— EXERCISE BRIEF —
Find every line below that contains the word "jeep", matching its case exactly, and copy each of those lines.

— DATA FOR THIS EXERCISE —
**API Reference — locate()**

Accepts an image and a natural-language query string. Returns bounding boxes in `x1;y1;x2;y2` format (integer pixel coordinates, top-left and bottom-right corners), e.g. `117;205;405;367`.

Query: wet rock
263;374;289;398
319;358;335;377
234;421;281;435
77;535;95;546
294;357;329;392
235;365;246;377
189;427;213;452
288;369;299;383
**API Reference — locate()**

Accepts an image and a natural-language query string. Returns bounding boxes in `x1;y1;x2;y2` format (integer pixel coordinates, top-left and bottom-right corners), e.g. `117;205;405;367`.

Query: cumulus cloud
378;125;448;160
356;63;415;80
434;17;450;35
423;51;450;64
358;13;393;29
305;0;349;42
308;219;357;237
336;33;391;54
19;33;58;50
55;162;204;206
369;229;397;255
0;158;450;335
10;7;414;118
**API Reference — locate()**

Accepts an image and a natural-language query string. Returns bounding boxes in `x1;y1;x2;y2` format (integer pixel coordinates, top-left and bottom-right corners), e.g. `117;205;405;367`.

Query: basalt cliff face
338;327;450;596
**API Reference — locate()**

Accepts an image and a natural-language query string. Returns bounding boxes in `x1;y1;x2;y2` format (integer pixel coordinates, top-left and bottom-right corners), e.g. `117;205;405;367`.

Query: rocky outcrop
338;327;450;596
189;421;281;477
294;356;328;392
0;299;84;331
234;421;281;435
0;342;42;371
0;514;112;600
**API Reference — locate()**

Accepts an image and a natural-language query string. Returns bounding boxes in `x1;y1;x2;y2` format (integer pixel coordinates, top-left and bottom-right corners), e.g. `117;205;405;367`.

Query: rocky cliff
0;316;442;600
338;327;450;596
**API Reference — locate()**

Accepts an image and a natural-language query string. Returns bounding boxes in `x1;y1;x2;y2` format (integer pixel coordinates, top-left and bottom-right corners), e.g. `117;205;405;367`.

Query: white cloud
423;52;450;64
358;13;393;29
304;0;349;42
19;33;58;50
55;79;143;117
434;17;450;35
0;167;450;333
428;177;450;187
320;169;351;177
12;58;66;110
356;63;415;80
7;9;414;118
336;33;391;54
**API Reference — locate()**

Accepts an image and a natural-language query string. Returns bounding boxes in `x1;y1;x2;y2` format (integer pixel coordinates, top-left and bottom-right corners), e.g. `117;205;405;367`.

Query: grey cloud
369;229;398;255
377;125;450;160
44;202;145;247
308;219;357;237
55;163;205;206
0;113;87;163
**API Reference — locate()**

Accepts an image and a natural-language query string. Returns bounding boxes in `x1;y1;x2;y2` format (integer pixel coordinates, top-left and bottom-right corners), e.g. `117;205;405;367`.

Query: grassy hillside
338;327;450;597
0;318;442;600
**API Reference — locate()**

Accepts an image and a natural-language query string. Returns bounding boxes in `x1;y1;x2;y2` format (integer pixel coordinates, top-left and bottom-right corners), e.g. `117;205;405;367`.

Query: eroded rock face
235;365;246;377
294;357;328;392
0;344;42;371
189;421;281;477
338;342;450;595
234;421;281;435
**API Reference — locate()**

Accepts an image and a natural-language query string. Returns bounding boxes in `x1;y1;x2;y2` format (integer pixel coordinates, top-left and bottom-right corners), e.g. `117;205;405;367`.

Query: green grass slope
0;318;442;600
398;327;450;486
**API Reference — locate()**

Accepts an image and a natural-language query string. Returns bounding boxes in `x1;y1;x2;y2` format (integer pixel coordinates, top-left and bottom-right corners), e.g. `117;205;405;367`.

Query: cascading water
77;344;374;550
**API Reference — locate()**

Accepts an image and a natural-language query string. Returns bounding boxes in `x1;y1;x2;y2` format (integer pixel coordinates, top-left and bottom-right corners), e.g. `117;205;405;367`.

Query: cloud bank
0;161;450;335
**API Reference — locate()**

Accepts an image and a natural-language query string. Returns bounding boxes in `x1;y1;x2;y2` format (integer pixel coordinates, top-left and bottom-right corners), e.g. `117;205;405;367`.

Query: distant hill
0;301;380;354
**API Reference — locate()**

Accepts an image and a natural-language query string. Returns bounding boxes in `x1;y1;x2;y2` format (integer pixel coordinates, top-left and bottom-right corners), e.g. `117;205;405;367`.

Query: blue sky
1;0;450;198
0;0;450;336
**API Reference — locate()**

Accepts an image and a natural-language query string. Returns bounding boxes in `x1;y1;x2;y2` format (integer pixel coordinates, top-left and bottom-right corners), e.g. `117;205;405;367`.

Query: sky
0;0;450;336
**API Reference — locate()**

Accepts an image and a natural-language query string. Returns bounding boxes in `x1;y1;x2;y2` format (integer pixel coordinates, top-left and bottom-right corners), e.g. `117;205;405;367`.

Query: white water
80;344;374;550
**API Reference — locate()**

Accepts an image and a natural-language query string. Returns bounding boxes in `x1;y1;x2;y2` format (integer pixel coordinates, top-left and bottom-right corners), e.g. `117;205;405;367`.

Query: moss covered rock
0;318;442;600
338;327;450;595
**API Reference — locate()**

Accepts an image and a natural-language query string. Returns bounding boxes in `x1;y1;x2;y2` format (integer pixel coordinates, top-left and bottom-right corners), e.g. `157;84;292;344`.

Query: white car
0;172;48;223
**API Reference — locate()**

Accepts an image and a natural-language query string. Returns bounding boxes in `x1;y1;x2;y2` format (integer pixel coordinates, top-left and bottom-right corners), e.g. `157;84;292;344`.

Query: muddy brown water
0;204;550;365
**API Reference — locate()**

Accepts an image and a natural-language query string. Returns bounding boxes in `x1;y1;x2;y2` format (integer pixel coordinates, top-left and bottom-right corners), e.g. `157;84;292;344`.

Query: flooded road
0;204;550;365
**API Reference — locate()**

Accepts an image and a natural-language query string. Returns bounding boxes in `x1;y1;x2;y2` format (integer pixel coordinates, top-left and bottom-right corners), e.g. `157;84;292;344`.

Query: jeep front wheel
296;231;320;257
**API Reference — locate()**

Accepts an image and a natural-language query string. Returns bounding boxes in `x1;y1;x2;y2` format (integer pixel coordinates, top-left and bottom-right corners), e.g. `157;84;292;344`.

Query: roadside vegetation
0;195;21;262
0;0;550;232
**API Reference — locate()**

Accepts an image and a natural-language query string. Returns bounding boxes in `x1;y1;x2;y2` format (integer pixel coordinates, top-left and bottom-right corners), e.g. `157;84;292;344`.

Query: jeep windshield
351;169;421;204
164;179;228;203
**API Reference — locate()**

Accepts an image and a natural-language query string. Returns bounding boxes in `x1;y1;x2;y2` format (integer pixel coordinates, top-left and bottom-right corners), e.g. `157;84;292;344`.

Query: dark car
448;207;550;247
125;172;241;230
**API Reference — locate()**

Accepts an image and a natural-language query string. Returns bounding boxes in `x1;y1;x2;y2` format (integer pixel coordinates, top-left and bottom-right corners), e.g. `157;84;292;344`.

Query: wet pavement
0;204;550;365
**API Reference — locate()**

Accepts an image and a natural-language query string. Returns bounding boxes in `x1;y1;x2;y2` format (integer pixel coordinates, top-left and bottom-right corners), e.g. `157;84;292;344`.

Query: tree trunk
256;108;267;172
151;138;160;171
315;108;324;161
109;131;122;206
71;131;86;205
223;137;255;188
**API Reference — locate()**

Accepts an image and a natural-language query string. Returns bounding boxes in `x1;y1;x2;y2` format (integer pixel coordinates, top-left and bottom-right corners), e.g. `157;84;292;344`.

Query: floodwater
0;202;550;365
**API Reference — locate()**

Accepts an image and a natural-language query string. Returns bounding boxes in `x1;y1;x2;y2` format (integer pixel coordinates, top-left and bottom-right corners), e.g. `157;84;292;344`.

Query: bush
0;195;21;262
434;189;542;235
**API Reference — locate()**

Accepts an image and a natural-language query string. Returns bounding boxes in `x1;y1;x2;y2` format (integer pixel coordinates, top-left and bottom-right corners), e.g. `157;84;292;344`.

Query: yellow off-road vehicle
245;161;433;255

— SOLUTION FOR THIS PROBLEM —
Query: jeep front wheel
Query: jeep windshield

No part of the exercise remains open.